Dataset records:
%%

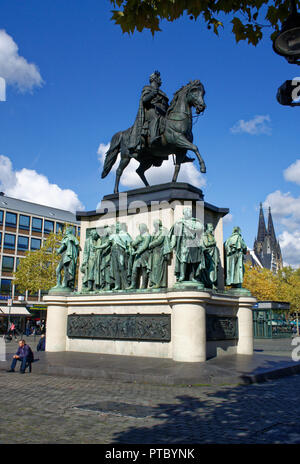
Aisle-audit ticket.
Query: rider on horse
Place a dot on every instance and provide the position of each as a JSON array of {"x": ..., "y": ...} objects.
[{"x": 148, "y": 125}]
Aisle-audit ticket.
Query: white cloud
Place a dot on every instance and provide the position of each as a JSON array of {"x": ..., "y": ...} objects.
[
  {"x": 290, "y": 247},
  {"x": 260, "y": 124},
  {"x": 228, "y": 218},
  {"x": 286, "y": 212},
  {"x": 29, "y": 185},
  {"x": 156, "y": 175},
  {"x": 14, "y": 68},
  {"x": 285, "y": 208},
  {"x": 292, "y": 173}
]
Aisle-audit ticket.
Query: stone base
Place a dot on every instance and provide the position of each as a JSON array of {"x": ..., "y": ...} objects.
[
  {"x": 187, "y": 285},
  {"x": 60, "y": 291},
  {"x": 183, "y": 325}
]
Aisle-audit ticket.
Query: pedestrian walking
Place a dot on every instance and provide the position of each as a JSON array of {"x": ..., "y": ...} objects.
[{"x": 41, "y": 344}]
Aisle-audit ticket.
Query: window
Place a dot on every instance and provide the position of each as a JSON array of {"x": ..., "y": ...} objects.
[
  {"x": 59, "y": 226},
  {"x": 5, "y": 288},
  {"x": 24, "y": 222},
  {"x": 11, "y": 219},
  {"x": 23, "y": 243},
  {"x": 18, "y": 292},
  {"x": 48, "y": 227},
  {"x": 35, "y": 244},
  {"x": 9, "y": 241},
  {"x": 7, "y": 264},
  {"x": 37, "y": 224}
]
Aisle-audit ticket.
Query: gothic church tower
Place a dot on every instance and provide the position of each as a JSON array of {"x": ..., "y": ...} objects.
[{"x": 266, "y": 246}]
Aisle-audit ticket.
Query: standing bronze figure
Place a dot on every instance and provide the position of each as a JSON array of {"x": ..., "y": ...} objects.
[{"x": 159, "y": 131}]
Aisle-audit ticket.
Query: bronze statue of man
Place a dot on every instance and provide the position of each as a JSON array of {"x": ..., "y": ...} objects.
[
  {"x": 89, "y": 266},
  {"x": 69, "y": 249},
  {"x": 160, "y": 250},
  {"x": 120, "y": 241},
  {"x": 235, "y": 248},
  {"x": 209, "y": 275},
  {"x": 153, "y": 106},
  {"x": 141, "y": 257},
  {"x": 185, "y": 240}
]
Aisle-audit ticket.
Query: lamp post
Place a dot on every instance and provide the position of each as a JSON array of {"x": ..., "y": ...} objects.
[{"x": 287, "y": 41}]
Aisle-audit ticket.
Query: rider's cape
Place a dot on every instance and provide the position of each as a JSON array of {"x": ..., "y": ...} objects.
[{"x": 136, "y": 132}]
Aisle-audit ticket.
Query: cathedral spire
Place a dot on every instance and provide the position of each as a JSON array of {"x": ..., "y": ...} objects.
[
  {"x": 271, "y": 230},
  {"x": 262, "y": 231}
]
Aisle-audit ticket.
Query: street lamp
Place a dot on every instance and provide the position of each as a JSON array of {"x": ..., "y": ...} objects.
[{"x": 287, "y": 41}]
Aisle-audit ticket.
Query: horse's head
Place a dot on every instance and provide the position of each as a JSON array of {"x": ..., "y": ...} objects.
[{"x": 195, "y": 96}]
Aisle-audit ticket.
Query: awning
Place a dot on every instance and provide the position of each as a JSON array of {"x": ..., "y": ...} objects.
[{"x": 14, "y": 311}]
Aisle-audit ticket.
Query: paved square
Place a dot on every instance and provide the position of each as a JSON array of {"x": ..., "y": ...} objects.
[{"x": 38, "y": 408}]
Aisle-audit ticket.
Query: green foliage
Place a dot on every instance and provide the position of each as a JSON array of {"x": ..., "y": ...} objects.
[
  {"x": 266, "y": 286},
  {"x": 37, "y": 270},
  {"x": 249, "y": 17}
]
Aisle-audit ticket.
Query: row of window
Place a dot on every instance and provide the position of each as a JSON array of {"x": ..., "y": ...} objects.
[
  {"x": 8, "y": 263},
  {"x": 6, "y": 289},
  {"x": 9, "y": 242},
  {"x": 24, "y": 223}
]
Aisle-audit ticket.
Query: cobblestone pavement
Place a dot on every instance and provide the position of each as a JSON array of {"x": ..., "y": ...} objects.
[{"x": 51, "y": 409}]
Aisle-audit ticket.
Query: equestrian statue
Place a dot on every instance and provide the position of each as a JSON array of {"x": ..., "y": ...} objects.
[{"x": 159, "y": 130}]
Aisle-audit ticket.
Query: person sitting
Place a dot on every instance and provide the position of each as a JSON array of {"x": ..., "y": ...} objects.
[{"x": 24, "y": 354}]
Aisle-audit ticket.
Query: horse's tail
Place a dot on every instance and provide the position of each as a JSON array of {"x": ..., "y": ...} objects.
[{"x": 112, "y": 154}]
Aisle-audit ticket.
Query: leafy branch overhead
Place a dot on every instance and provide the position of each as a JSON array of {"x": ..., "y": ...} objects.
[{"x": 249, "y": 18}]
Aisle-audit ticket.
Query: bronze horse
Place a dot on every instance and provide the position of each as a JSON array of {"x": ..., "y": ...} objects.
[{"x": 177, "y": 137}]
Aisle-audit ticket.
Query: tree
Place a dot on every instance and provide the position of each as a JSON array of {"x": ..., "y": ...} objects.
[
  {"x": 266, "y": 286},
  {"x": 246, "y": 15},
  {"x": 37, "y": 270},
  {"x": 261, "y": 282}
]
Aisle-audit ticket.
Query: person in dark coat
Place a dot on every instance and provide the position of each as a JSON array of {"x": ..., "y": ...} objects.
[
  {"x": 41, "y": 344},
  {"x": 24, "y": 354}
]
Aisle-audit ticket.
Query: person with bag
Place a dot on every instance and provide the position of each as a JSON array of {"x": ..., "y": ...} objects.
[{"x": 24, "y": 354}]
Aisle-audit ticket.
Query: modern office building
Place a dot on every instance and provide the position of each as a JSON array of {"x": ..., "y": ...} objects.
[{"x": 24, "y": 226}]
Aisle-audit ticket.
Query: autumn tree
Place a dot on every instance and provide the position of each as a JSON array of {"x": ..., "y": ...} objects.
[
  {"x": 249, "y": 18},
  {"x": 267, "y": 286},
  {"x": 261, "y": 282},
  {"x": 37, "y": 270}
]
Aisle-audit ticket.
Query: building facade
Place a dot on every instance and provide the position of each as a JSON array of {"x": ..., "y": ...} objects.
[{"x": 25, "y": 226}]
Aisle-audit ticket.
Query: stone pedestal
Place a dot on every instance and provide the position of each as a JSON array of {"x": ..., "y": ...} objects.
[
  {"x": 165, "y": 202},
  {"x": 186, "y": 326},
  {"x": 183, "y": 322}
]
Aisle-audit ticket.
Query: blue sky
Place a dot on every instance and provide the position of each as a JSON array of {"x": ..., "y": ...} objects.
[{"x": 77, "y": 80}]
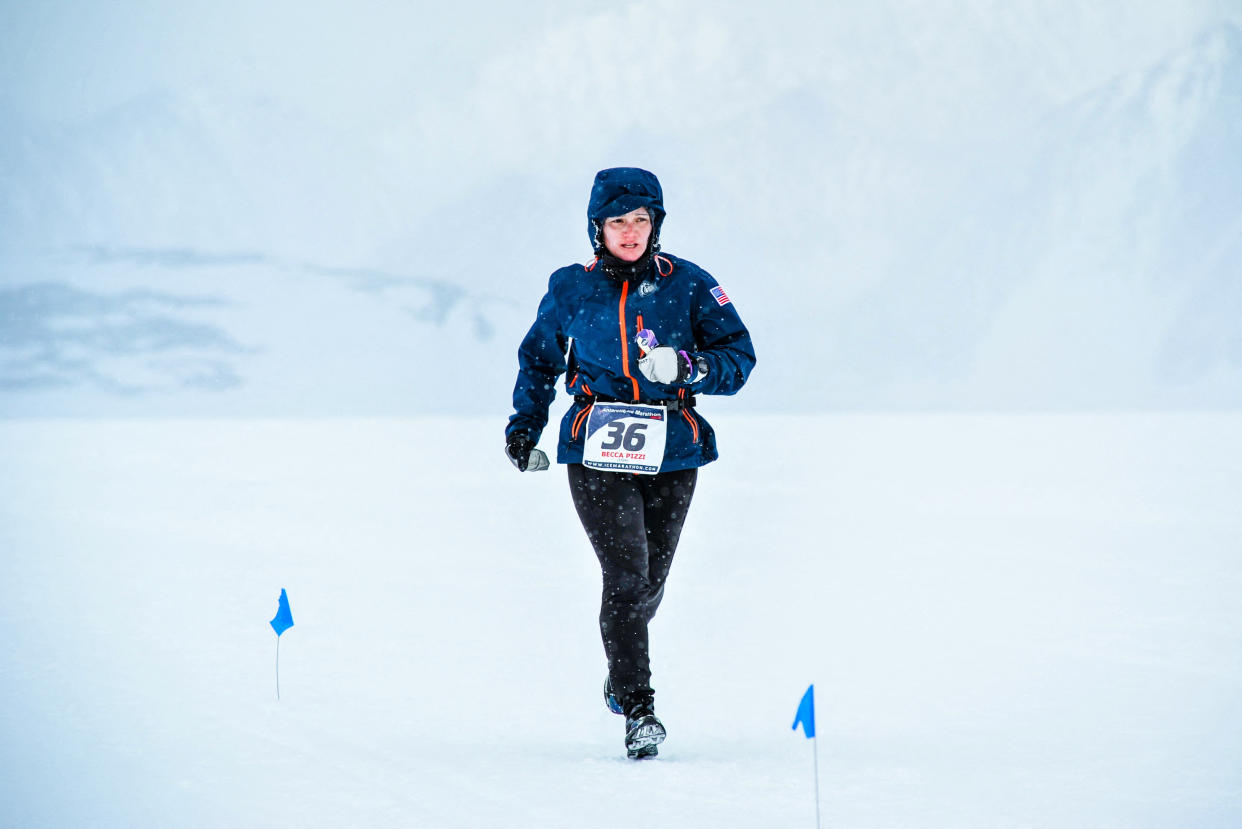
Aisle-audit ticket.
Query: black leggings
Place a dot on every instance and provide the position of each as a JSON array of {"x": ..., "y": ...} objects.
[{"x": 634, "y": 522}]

%%

#### Exercise requirements:
Nothing in the entries should change as you copy them, except that the pictures are left out.

#### Expected output:
Aisle-audit ticket.
Query: rider on horse
Place a dot on every instance and provide the position of each as a JSON array of {"x": ..., "y": ...} objects.
[{"x": 148, "y": 125}]
Aisle-audit ticket.
Query: white cloud
Place a dot on every instance and provide the position of each as a JSON array of {"x": ..., "y": ...} objects.
[
  {"x": 290, "y": 247},
  {"x": 260, "y": 124},
  {"x": 228, "y": 218},
  {"x": 286, "y": 212},
  {"x": 29, "y": 185},
  {"x": 156, "y": 175},
  {"x": 14, "y": 68},
  {"x": 285, "y": 208},
  {"x": 292, "y": 173}
]
Aisle-audit ticket.
Query: stone base
Place a dot on every instance and provide the position of each as a JSON array of {"x": ..., "y": ...} objects.
[
  {"x": 187, "y": 285},
  {"x": 60, "y": 291},
  {"x": 183, "y": 325}
]
Aisle-audit ticket.
Query: pedestrian walking
Place a dot on every instance and provide the position of each as a JSON array of {"x": ..., "y": ...} objects.
[{"x": 41, "y": 344}]
Aisle-audit ticket.
Query: window
Place a dot on every instance and provide the position of each as a JSON array of {"x": ..., "y": ...} objects.
[
  {"x": 59, "y": 226},
  {"x": 5, "y": 288},
  {"x": 24, "y": 222},
  {"x": 11, "y": 219},
  {"x": 23, "y": 243},
  {"x": 18, "y": 292},
  {"x": 48, "y": 227},
  {"x": 35, "y": 244},
  {"x": 9, "y": 241},
  {"x": 7, "y": 264},
  {"x": 37, "y": 224}
]
Aisle-audit ticket.
Query: gothic church tower
Place a dot on every instance and provide the position of each as a JSON array of {"x": ..., "y": ...} objects.
[{"x": 266, "y": 246}]
Aisle-audit ticket.
Query: standing bronze figure
Place a dot on every instance and provide the position of each as a JSON array of {"x": ..., "y": ...} objects.
[{"x": 159, "y": 131}]
Aisle-audit ticket.
Query: bronze statue of man
Place a dot on every instance and provide the position of each as a JSON array of {"x": ..., "y": ...} objects.
[
  {"x": 89, "y": 266},
  {"x": 69, "y": 249},
  {"x": 160, "y": 250},
  {"x": 120, "y": 241},
  {"x": 235, "y": 248},
  {"x": 209, "y": 275},
  {"x": 153, "y": 106},
  {"x": 141, "y": 257},
  {"x": 185, "y": 240}
]
Aisle-audit ticket.
Query: lamp post
Place a dot on every instance and provide the position of each as a JSON array of {"x": ..., "y": ...} objects.
[{"x": 287, "y": 41}]
Aisle-audit ticket.
Query: rider's cape
Place a dot on every instance and provide the position of each as a JSON array of {"x": ..., "y": ...} objects.
[{"x": 136, "y": 132}]
Aisle-audit ticket.
Query: cathedral spire
Place a dot on every instance and provide the position of each as a JSON array of {"x": ..., "y": ...} objects.
[
  {"x": 271, "y": 230},
  {"x": 262, "y": 231}
]
Aisle-audit ticket.
Query: street lamp
Place a dot on every instance and provide the position of each as a JSON array of {"x": ..., "y": ...} objects.
[{"x": 287, "y": 41}]
Aisle-audit ticket.
Query: horse's head
Place a dot on every instance and provide the position of each as a JSON array of {"x": ..., "y": ...} objects.
[{"x": 195, "y": 96}]
Aisle-audit ticket.
Query: awning
Place a dot on every instance and provide the position of each as a JSON array of {"x": ..., "y": ...} objects.
[{"x": 14, "y": 311}]
Aisle-audit ticket.
Query: paved square
Place a dot on every instance and provide the position of each as a JSON array of {"x": ..., "y": ...} objects.
[{"x": 38, "y": 408}]
Aisle-audit ticket.
Query: green foliage
Place a dot on every instance and provide the position of each as a JSON array of {"x": ..., "y": ...} objects.
[
  {"x": 266, "y": 286},
  {"x": 37, "y": 270},
  {"x": 249, "y": 17}
]
Aisle-audit ticket.
Query: row of window
Place a dot on every instance and provide the position of each as a JSON array of {"x": ..., "y": ...} objects.
[
  {"x": 8, "y": 263},
  {"x": 6, "y": 289},
  {"x": 9, "y": 242},
  {"x": 24, "y": 223}
]
Aisle-audit ticket.
Query: cobblestone pavement
Place a dot on every instance and provide the position of each as a JSON array of {"x": ..., "y": ...} objects.
[{"x": 51, "y": 409}]
Aisle-audit ticket.
Query: equestrian statue
Place a dot on every instance and provide the position of each as a JSON array of {"x": ..., "y": ...} objects.
[{"x": 159, "y": 130}]
Aisle-audit ticket.
Query: person sitting
Place a dot on every instance and provide the position of each as a JSON array of {"x": ..., "y": ...} objects.
[{"x": 24, "y": 354}]
Aisle-audit ticket.
Query: horse's tail
Place a dot on every instance and provide the position of each as a JSON array of {"x": ..., "y": ...} objects.
[{"x": 112, "y": 154}]
Aisle-audit ticket.
Query: leafy branch overhead
Place a dot on every instance and provide the position of each as a JSON array of {"x": ..., "y": ...} objects.
[{"x": 249, "y": 18}]
Aisle-audit ticket.
Query: bronze horse
Place a dot on every instance and provide the position of each as a JSON array of {"x": ..., "y": ...} objects.
[{"x": 177, "y": 137}]
Aisle-audit ticket.
Query: tree
Place a dot on every instance and provide the position of each as a JSON array of {"x": ..., "y": ...} objects.
[
  {"x": 266, "y": 286},
  {"x": 246, "y": 15},
  {"x": 37, "y": 270},
  {"x": 261, "y": 282}
]
Aisle-audit ticket.
Query: person in dark coat
Place a dot on every instance and provide the position of each as a JSON array of {"x": ..., "y": ...} objects.
[
  {"x": 41, "y": 344},
  {"x": 24, "y": 354}
]
Aisle-audit ticket.
Query: person with bag
Place a dot on every instance and provide the position of each as a JSON array of {"x": ..., "y": ...} objects.
[{"x": 24, "y": 354}]
Aisle-audit ticket.
Query: modern office building
Place a dot on every instance and provide the position of each as a JSON array of {"x": ..., "y": ...} objects.
[{"x": 24, "y": 226}]
Aisle-audit ticket.
Query: autumn tree
Place a dot on every instance and provide the position of each as a JSON array of {"x": ..., "y": ...} objects.
[
  {"x": 249, "y": 18},
  {"x": 267, "y": 286},
  {"x": 261, "y": 282},
  {"x": 37, "y": 270}
]
Aisle-audit ticket.
Query: building facade
Place a dot on every instance and provide the position of each as a JSON array of {"x": ..., "y": ...} objects.
[{"x": 25, "y": 226}]
Aisle-audit ticket.
Query: stone pedestal
Place a dot on every instance and provide the position of each as a JSON array of {"x": ..., "y": ...} objects.
[
  {"x": 165, "y": 202},
  {"x": 186, "y": 326},
  {"x": 183, "y": 322}
]
Aisle-audit ticket.
Query: blue sky
Place a dot on every instance and provide the position of each as a JSON array of {"x": ..., "y": ...} objects.
[{"x": 77, "y": 80}]
Aisle-audit ticket.
Query: black leggings
Place a dot on every instance and provide the position of each as a JSON array of {"x": ..., "y": ...} objects.
[{"x": 634, "y": 522}]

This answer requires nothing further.